Prompt a - List every line of the listing below that contains the word "plant".

Summer Issue 2022
In Storied Company: Refashioning Heritage Quilts for the Present
By Macy Lethco
Just under 300 miles from the National Quilt Museum in Paducah, we rounded the curves of another Kentucky town with a reputation for the arts. Berea’s wooded roads gave way to Richmond’s historic battlefields and barns adorned with painted quilt squares. Mrs. Flowers had invited Laura Allen, Shelley Portugal, and myself to hear the story of her quilt collection. A PhD candidate, a photographer, and a writer, the three of us attended Western Kentucky University together, where Mrs. Flowers herself graduated some decades prior.
Turning into a condominium complex with a golf course as its backyard, we received no less than four waves from the neighbors as we found our way to Mrs. Flowers’ home. We walked up the steps to her condo and commented on the bright blooms and greenery lining the way. Mrs. Flowers greeted us heartily at the door— Sarah, we should call her. Mrs. Flowers had been her mother-in-law, the woman who had crafted many of the quilts that began piling up on the sofa in the formal living room, and then the second sofa, and then an armchair.
Sarah unpacked the carefully folded quilts from pillowcases and laid out each one, explaining its origins, from either her mother, her mother-in-law, or the handiwork of a local, famed seamstress and embroiderer: Ms. Conley from Monticello. Ms. Conley had been known to plop a white sheet or pillowcase onto her kitchen table and freehand ornate, symmetrical scrollwork that Sarah’s mother would then embroider. The fabric would pass under a sewing machine or hand needle as one piece, with the stitched design on top, rather than many pieces of different fabric scraps or squares that may make up a traditional quilt. One sham and another pillow top had been completed during Sarah’s mother’s lifetime, but one sheet still bore pencil strokes outlining a would-be stitched pattern. Sarah doesn’t trust the handiwork to anyone else now that Ms. Conley has passed.
Sarah and her husband, Keith, found themselves needing to move from their home of many years. In the whirlwind of house-hunting, they were faced with the task of downsizing all of their possessions. In the closets, Sarah found the stacks of quilts that had been given to them by her mother and grandmother — along with Keith’s mother — nearly 62 years prior, when they got married. Every quilt was well loved and used, and after each of the Flowers’ grandchildren had received an allotment, Sarah still had stacks leftover.
Although quilts are traditionally passed down to family members in the next generation, families may find themselves with too many to use or ones in need of serious repair. In Sarah’s case, after she passed on some quilts to each of her daughters a few dozen still remained. Sarah decided to pass six quilts along to Laura, for her to turn into coats and to “make a little money,” too.

Prompt b - Print the portion of the quilt article above from "Summer Issue 2022" to "some decades prior.".

Dataset rows -
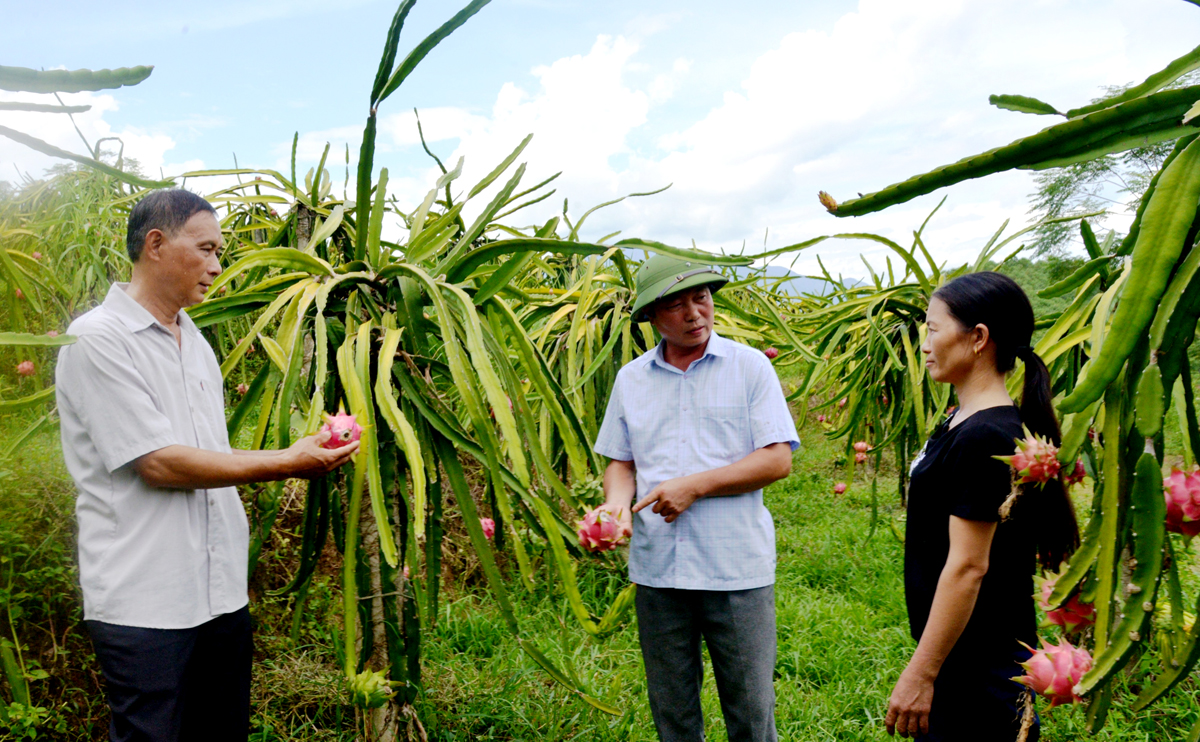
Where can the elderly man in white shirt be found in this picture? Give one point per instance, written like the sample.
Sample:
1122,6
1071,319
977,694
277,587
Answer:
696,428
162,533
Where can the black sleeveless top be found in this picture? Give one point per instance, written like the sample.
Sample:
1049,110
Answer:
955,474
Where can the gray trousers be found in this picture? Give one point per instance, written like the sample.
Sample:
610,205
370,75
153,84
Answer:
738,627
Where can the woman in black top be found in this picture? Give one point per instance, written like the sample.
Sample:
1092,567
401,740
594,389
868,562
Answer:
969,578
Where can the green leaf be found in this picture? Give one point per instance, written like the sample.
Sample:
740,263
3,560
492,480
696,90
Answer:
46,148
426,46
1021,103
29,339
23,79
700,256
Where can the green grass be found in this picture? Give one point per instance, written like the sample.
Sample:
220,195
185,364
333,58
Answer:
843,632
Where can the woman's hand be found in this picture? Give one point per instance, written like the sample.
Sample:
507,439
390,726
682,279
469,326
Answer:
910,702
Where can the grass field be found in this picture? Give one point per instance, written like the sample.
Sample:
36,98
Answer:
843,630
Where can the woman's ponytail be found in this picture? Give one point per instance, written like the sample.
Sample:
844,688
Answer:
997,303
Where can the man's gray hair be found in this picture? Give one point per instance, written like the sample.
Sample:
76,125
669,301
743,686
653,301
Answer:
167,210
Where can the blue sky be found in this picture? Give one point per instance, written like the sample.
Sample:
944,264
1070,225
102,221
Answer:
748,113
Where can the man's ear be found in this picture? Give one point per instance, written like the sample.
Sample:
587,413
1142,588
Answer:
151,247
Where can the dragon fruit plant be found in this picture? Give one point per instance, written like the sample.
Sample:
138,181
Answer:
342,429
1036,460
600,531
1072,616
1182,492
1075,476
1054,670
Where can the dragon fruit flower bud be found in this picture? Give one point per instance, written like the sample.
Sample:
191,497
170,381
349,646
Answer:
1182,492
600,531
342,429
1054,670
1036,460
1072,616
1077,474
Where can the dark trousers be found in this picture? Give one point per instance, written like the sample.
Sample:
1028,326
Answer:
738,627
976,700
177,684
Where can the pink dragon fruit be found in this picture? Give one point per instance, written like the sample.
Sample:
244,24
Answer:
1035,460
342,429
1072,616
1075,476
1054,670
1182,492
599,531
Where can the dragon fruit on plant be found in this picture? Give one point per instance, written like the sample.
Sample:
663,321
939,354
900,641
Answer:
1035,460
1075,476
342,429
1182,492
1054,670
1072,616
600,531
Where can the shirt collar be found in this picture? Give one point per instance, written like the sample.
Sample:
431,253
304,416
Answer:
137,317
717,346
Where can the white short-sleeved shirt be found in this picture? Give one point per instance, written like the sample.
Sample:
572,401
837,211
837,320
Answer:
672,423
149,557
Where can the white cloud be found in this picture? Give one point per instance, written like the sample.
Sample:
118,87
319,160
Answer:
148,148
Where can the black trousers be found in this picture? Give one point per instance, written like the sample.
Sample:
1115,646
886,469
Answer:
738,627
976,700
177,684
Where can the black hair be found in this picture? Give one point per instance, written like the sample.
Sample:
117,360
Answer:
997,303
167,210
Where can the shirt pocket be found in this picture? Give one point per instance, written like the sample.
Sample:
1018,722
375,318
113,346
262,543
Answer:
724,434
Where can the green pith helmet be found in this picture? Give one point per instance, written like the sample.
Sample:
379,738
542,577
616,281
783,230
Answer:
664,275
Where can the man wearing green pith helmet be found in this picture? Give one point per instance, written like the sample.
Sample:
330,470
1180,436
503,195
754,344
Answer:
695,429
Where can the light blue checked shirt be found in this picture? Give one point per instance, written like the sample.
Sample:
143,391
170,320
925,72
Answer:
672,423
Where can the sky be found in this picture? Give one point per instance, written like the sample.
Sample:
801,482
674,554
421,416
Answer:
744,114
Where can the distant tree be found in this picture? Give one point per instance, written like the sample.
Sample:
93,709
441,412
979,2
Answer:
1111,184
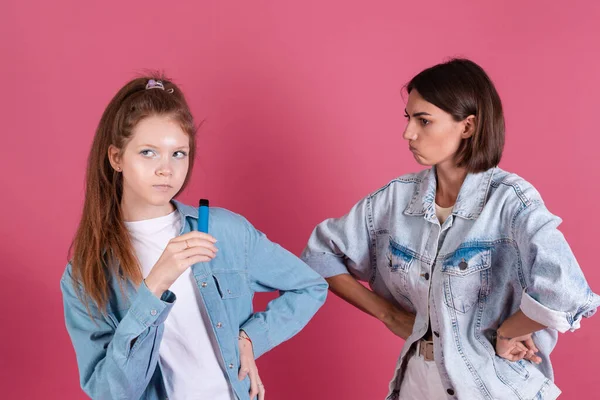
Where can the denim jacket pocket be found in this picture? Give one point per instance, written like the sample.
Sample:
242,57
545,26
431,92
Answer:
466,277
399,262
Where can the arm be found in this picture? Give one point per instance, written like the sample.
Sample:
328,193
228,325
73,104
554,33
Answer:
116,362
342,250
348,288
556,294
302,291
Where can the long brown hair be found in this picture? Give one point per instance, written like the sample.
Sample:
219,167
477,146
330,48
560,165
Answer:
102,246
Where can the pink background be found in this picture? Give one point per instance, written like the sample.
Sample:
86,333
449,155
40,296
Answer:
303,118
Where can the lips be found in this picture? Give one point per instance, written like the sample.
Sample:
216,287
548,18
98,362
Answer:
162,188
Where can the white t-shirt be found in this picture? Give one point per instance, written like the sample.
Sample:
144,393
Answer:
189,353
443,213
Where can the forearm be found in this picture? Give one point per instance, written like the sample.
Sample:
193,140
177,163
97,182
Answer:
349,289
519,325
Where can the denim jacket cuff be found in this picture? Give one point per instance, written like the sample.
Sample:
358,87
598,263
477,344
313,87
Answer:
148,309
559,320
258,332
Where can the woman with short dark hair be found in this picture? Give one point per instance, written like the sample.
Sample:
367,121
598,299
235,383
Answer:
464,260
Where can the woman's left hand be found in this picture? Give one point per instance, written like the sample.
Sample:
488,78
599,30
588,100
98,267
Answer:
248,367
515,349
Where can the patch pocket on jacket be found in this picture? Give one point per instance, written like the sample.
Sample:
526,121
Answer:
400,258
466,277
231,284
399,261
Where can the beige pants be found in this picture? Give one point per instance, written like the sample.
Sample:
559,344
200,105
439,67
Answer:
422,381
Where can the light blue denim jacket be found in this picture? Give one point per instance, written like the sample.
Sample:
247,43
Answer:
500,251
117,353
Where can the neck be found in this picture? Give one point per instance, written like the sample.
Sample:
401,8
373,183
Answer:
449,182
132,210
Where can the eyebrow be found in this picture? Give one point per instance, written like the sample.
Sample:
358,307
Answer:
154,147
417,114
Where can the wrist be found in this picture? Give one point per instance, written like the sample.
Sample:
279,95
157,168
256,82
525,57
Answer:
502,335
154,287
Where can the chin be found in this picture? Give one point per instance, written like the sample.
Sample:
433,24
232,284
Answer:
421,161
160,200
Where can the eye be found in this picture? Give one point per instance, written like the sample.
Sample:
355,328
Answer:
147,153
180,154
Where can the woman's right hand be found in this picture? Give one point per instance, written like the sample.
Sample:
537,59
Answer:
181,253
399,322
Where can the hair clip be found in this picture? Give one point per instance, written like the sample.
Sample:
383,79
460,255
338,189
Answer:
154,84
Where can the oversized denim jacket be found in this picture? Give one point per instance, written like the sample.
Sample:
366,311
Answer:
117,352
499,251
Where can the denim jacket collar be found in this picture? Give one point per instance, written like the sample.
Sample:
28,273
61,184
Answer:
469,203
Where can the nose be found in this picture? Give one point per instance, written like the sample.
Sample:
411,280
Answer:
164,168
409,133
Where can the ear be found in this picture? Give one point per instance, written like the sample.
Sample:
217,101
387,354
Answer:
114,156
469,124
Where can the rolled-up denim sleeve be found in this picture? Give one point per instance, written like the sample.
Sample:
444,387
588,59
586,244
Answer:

Written response a -
Where can the dragon fruit plant be found in this picture? Give one point per instance, written like the sample.
Where can the dragon fruit on plant be found in this picture? Give one point per instance, written like the sample.

Written response b -
Summer Issue 2022
In Storied Company: Refashioning Heritage Quilts for the Present
By Macy Lethco
Just under 300 miles from the National Quilt Museum in Paducah, we rounded the curves of another Kentucky town with a reputation for the arts. Berea’s wooded roads gave way to Richmond’s historic battlefields and barns adorned with painted quilt squares. Mrs. Flowers had invited Laura Allen, Shelley Portugal, and myself to hear the story of her quilt collection. A PhD candidate, a photographer, and a writer, the three of us attended Western Kentucky University together, where Mrs. Flowers herself graduated some decades prior.